> _PROMPT 1_:
Duplicate the passage of the cheese-making excerpt starting with "On the other" and going on through "coagulated (cultured) cheese.".
> _PROMPT 2_:
In the cheese-making excerpt, why is more acid added during the winter months?

> _EXCERPT TO READ_:

Usually, the yield of cheese from the milk is fairly high.
    3.   During the winter months, when there are higher levels of milk solids in the milk, it is easy to simply add more acid to ensure that all the solids
          are separated from the whey.


On the other hand, these cheeses are very limited in diversity of flavor and consistency.  The acid cheeses will help you to understand the basic chemistry of cheese making,
but once you’ve made them a few times, you’ll want to branch out to the rennet coagulated (cultured) cheese.

All cultured cheeses are made with the same ingredients:  milk, bacterial culture, and rennet.  What creates the variety of cheese from a soft chevre to an aged cheddar
is not the ingredients, but how the ingredients are used.  Temperature and time play a very important part in making cultured cheeses.

> _RECORD EXCERPTS_:
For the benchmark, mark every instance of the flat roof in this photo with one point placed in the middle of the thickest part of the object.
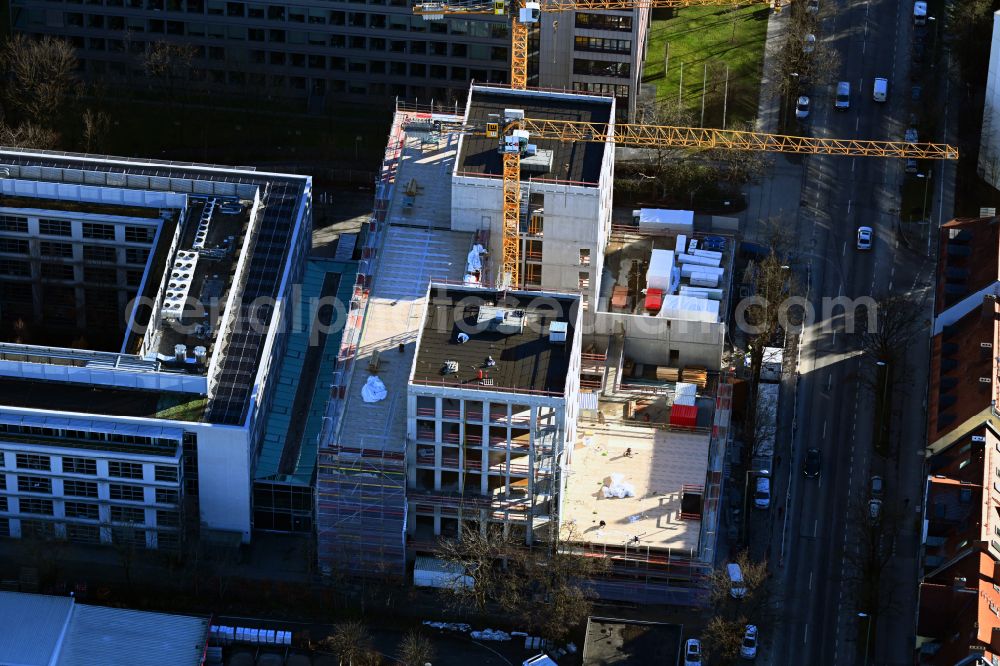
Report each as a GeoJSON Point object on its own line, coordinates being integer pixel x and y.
{"type": "Point", "coordinates": [627, 259]}
{"type": "Point", "coordinates": [42, 630]}
{"type": "Point", "coordinates": [631, 642]}
{"type": "Point", "coordinates": [417, 247]}
{"type": "Point", "coordinates": [282, 196]}
{"type": "Point", "coordinates": [525, 361]}
{"type": "Point", "coordinates": [89, 399]}
{"type": "Point", "coordinates": [65, 205]}
{"type": "Point", "coordinates": [661, 463]}
{"type": "Point", "coordinates": [572, 161]}
{"type": "Point", "coordinates": [288, 453]}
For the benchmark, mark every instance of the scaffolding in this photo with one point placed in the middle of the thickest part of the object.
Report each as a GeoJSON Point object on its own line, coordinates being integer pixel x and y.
{"type": "Point", "coordinates": [361, 487]}
{"type": "Point", "coordinates": [361, 511]}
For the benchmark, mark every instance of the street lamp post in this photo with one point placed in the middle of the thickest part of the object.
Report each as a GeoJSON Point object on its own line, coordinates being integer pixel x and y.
{"type": "Point", "coordinates": [868, 634]}
{"type": "Point", "coordinates": [927, 181]}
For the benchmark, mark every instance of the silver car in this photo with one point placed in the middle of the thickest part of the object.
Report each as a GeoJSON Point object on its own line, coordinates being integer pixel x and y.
{"type": "Point", "coordinates": [864, 238]}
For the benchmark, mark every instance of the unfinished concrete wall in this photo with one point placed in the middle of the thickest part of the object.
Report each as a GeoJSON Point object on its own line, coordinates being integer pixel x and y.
{"type": "Point", "coordinates": [650, 340]}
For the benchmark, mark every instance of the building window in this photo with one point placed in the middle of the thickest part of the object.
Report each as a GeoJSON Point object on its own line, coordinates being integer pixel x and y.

> _EXERCISE OUTPUT 1_:
On the other hand, these cheeses are very limited in diversity of flavor and consistency.  The acid cheeses will help you to understand the basic chemistry of cheese making,
but once you’ve made them a few times, you’ll want to branch out to the rennet coagulated (cultured) cheese.

> _EXERCISE OUTPUT 2_:
In winter the milk holds higher levels of milk solids. Adding more acid ensures that all the solids are separated from the whey.